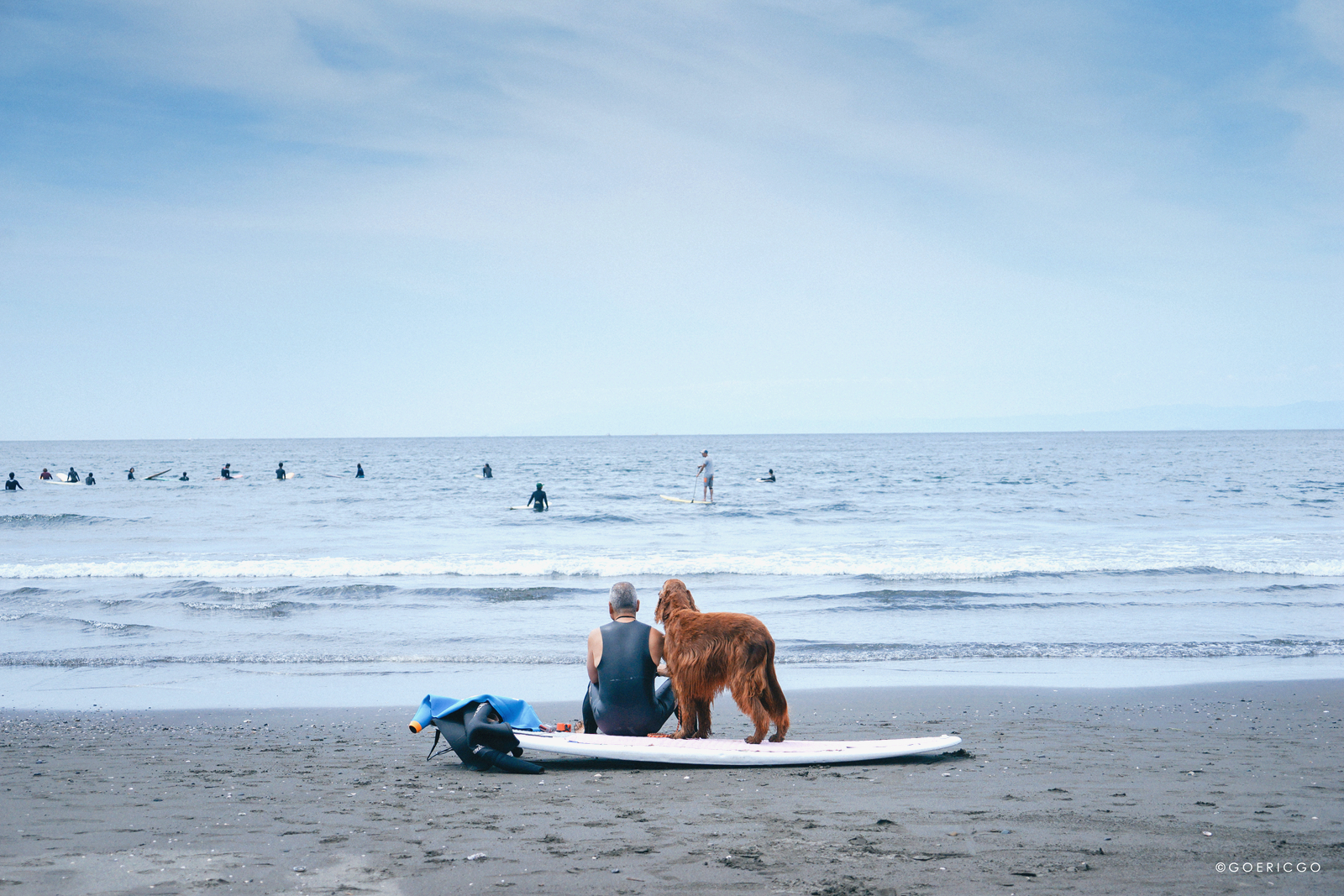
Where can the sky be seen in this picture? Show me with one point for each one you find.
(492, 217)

--

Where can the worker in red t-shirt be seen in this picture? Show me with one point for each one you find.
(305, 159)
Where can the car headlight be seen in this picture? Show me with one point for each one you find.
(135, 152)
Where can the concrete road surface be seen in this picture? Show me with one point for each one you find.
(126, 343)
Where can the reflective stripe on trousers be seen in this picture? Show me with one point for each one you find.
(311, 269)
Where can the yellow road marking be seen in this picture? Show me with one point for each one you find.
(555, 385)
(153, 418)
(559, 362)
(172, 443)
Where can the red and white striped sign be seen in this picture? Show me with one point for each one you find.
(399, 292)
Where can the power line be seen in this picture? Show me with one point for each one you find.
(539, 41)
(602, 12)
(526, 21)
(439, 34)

==

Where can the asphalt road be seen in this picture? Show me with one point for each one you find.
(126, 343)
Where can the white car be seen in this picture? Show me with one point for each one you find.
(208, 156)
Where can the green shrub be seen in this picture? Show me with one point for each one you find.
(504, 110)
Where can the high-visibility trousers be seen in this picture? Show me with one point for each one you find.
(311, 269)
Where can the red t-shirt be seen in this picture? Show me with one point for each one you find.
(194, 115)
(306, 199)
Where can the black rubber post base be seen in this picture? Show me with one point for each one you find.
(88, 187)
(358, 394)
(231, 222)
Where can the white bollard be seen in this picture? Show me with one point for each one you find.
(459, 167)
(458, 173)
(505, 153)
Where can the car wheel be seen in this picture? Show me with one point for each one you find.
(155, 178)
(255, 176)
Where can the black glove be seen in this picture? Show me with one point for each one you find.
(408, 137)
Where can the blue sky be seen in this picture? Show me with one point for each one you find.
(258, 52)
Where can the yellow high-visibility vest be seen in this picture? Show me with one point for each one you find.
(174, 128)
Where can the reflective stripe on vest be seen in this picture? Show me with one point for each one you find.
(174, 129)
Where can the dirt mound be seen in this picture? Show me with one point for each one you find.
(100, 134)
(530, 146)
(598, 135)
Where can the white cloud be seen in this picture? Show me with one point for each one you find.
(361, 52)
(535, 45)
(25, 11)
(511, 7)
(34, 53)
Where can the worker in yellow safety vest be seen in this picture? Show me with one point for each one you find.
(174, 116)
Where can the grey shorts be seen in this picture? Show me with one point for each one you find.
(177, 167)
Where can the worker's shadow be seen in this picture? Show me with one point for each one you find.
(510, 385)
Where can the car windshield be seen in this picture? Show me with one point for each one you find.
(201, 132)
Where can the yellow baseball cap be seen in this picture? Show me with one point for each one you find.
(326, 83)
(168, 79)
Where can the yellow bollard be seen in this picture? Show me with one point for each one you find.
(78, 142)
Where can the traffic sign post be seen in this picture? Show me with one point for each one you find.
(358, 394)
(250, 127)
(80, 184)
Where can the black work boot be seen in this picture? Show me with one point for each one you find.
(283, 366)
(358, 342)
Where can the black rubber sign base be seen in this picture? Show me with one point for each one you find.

| Exercise directions |
Reproduce verbatim only the segment of the listing bounded by the line containing "Where can the yellow bollard" and the line containing "Where can the black rubber sign", with both boundary lines included.

| The answer |
Where can the yellow bollard be seen in this picture? Show me with one point for each one you find.
(78, 142)
Where can the traffic sign post be seen in this picture? Show me with one point for each one you find.
(358, 394)
(250, 127)
(80, 184)
Where can the black work boot be seen in this picture? Show me with one point for each one you find.
(283, 366)
(358, 342)
Where can the black rubber sign base be seen in this picture? Show me with one point for each one you find.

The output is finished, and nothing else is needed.